Set exercise —
Please add 145 to every bounding box coordinate in the answers, and write out every line of the entries in full from their start through the line with "[171,205,240,220]", both ends included.

(Region annotation entries)
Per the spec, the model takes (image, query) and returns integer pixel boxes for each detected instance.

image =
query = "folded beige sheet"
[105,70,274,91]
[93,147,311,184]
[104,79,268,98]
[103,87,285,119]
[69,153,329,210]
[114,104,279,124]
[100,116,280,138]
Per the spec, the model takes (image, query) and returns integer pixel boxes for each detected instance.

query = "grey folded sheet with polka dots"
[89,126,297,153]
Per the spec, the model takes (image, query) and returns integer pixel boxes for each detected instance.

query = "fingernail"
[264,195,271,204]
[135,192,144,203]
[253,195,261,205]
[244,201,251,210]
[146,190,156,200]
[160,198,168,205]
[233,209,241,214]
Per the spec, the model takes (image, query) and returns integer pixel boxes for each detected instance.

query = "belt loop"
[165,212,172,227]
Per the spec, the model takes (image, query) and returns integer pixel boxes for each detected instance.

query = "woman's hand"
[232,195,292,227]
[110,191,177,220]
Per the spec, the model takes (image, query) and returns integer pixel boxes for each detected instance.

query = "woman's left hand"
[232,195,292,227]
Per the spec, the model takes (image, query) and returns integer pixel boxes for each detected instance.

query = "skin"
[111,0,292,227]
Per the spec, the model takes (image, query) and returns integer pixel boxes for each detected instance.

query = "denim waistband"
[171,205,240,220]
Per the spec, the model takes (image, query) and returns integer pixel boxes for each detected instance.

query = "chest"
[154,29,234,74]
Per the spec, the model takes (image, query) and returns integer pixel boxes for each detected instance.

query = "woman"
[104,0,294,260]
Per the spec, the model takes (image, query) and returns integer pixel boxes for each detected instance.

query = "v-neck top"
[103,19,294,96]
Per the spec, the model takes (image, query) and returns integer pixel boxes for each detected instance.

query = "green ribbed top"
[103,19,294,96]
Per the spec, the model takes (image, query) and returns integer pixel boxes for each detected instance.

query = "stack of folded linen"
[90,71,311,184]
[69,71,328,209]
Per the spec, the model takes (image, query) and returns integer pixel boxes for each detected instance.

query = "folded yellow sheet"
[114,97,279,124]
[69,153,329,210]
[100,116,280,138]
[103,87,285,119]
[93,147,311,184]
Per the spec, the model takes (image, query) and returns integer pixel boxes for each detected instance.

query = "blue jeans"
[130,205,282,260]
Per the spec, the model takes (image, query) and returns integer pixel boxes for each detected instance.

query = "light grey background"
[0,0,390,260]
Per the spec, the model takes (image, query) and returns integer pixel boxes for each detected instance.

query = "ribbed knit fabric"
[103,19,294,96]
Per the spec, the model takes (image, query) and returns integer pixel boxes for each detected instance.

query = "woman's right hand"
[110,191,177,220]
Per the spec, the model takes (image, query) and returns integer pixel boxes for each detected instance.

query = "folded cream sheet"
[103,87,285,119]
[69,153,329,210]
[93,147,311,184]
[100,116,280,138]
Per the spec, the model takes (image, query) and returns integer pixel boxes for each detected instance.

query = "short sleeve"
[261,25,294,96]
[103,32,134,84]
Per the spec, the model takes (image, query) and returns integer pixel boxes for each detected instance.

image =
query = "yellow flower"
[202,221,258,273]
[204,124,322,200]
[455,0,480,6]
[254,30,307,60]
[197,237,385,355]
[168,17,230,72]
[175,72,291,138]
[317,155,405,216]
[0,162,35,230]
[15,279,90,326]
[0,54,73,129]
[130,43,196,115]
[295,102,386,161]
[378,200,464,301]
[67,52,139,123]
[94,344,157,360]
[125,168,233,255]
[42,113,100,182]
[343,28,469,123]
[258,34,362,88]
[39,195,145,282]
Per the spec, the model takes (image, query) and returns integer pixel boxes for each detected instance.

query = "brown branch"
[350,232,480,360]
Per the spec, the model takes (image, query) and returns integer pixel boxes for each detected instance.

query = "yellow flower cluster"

Full answer —
Per the spec, the model takes (image, query) and returns integer pixel boxes for each detected instance.

image =
query = "folded beige sheet"
[250,215,419,236]
[238,292,456,329]
[249,224,413,243]
[248,232,430,264]
[214,298,474,355]
[259,249,424,269]
[245,261,425,283]
Per the spec, the model takes (image, query) and returns integer pixel boxes for each detected instance.

query = "grey folded sheet with polka dots"
[234,271,442,298]
Per the spec, the model takes (image, query) and returns integer pixel boxes for each detected instance.

query = "fingernail"
[409,340,416,349]
[280,337,289,348]
[398,340,406,350]
[389,346,396,355]
[291,335,301,345]
[305,343,313,350]
[378,354,386,359]
Per the spec, the model takes (image, query) and returns integer pixel boxes for each detected instance.

query = "belt loop"
[310,357,317,372]
Per the spec, the model takes (image, query) and returns integer pixel boxes for each detected instance.

query = "woman's hand"
[377,340,437,372]
[255,336,322,365]
Per the spec, the model takes (image, query) and returns integer pixel boxes for each detected instance.

query = "woman's left hand"
[377,340,437,372]
Per the spec, the model takes (image, query) and returns integer pixel boxes for each detected instance.

query = "skin"
[256,145,437,372]
Per the spec, the model takes (image, query) and returns integer pixel boxes for each detected instance.

query = "denim waistband"
[316,350,385,365]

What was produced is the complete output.